### Set problem
Count how many lines in the rows below contain the word "blue". Give only the number.

### Records shown
'''

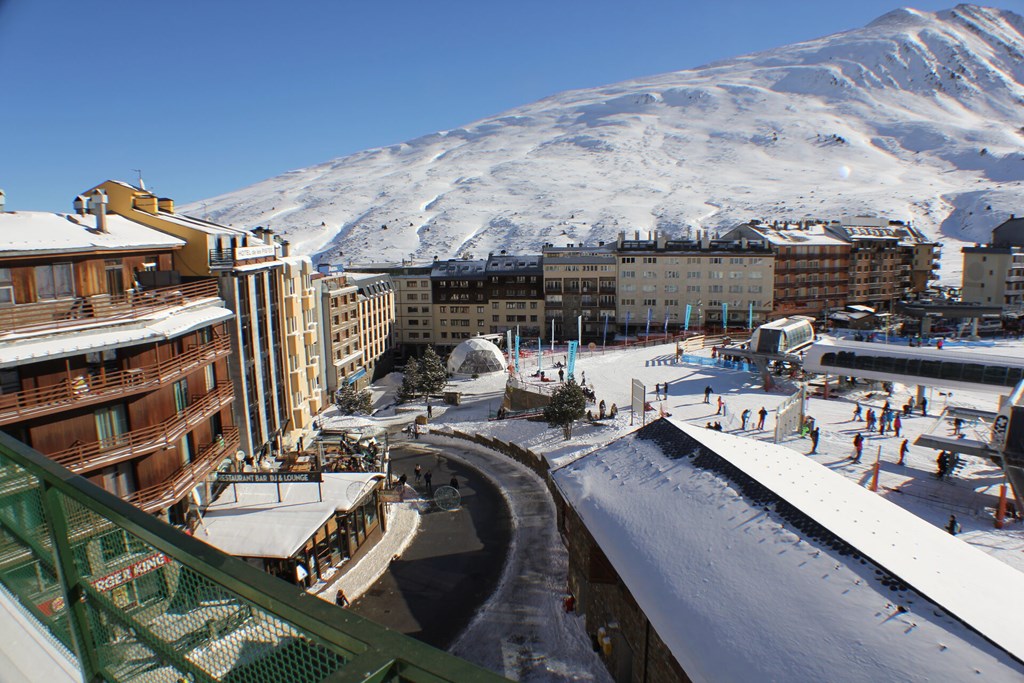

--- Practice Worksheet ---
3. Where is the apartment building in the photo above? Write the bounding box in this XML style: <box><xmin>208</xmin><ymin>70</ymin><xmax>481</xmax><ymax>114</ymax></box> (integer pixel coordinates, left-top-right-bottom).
<box><xmin>85</xmin><ymin>180</ymin><xmax>303</xmax><ymax>458</ymax></box>
<box><xmin>278</xmin><ymin>254</ymin><xmax>325</xmax><ymax>435</ymax></box>
<box><xmin>542</xmin><ymin>242</ymin><xmax>618</xmax><ymax>341</ymax></box>
<box><xmin>722</xmin><ymin>222</ymin><xmax>851</xmax><ymax>318</ymax></box>
<box><xmin>430</xmin><ymin>259</ymin><xmax>492</xmax><ymax>350</ymax></box>
<box><xmin>484</xmin><ymin>252</ymin><xmax>544</xmax><ymax>339</ymax></box>
<box><xmin>615</xmin><ymin>231</ymin><xmax>775</xmax><ymax>337</ymax></box>
<box><xmin>961</xmin><ymin>214</ymin><xmax>1024</xmax><ymax>313</ymax></box>
<box><xmin>825</xmin><ymin>216</ymin><xmax>913</xmax><ymax>311</ymax></box>
<box><xmin>0</xmin><ymin>200</ymin><xmax>234</xmax><ymax>523</ymax></box>
<box><xmin>313</xmin><ymin>268</ymin><xmax>395</xmax><ymax>396</ymax></box>
<box><xmin>345</xmin><ymin>262</ymin><xmax>434</xmax><ymax>357</ymax></box>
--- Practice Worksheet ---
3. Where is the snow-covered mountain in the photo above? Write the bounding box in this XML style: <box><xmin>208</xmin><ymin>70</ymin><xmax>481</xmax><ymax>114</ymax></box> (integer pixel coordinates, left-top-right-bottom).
<box><xmin>184</xmin><ymin>5</ymin><xmax>1024</xmax><ymax>276</ymax></box>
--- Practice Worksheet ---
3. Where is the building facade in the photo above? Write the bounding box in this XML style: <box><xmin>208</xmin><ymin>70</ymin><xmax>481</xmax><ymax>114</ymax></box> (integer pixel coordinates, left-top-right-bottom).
<box><xmin>961</xmin><ymin>215</ymin><xmax>1024</xmax><ymax>313</ymax></box>
<box><xmin>484</xmin><ymin>252</ymin><xmax>544</xmax><ymax>339</ymax></box>
<box><xmin>0</xmin><ymin>204</ymin><xmax>240</xmax><ymax>523</ymax></box>
<box><xmin>86</xmin><ymin>180</ymin><xmax>303</xmax><ymax>458</ymax></box>
<box><xmin>314</xmin><ymin>272</ymin><xmax>395</xmax><ymax>396</ymax></box>
<box><xmin>542</xmin><ymin>242</ymin><xmax>618</xmax><ymax>341</ymax></box>
<box><xmin>615</xmin><ymin>232</ymin><xmax>775</xmax><ymax>337</ymax></box>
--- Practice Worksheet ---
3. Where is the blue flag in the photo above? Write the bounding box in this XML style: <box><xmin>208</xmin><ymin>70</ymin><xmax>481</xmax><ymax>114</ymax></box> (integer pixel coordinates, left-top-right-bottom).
<box><xmin>566</xmin><ymin>341</ymin><xmax>580</xmax><ymax>379</ymax></box>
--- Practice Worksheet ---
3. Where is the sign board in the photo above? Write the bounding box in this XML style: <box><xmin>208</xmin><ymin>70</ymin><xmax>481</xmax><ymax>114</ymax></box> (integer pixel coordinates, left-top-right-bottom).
<box><xmin>234</xmin><ymin>245</ymin><xmax>275</xmax><ymax>261</ymax></box>
<box><xmin>216</xmin><ymin>472</ymin><xmax>324</xmax><ymax>483</ymax></box>
<box><xmin>377</xmin><ymin>488</ymin><xmax>401</xmax><ymax>503</ymax></box>
<box><xmin>37</xmin><ymin>553</ymin><xmax>171</xmax><ymax>616</ymax></box>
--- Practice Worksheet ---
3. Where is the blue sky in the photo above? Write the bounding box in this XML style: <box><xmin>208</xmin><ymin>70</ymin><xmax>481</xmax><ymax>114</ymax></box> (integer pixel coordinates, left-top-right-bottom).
<box><xmin>0</xmin><ymin>0</ymin><xmax>1024</xmax><ymax>211</ymax></box>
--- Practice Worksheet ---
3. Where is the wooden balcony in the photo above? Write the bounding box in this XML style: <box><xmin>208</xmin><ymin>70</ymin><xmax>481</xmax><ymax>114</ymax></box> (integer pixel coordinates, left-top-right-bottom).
<box><xmin>127</xmin><ymin>427</ymin><xmax>241</xmax><ymax>512</ymax></box>
<box><xmin>0</xmin><ymin>279</ymin><xmax>219</xmax><ymax>339</ymax></box>
<box><xmin>47</xmin><ymin>383</ymin><xmax>234</xmax><ymax>474</ymax></box>
<box><xmin>0</xmin><ymin>337</ymin><xmax>231</xmax><ymax>425</ymax></box>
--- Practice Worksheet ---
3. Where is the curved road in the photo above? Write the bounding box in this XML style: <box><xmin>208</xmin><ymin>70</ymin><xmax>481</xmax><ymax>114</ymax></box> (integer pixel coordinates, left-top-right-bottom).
<box><xmin>353</xmin><ymin>435</ymin><xmax>611</xmax><ymax>683</ymax></box>
<box><xmin>350</xmin><ymin>441</ymin><xmax>512</xmax><ymax>649</ymax></box>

'''

### Solved exercise
2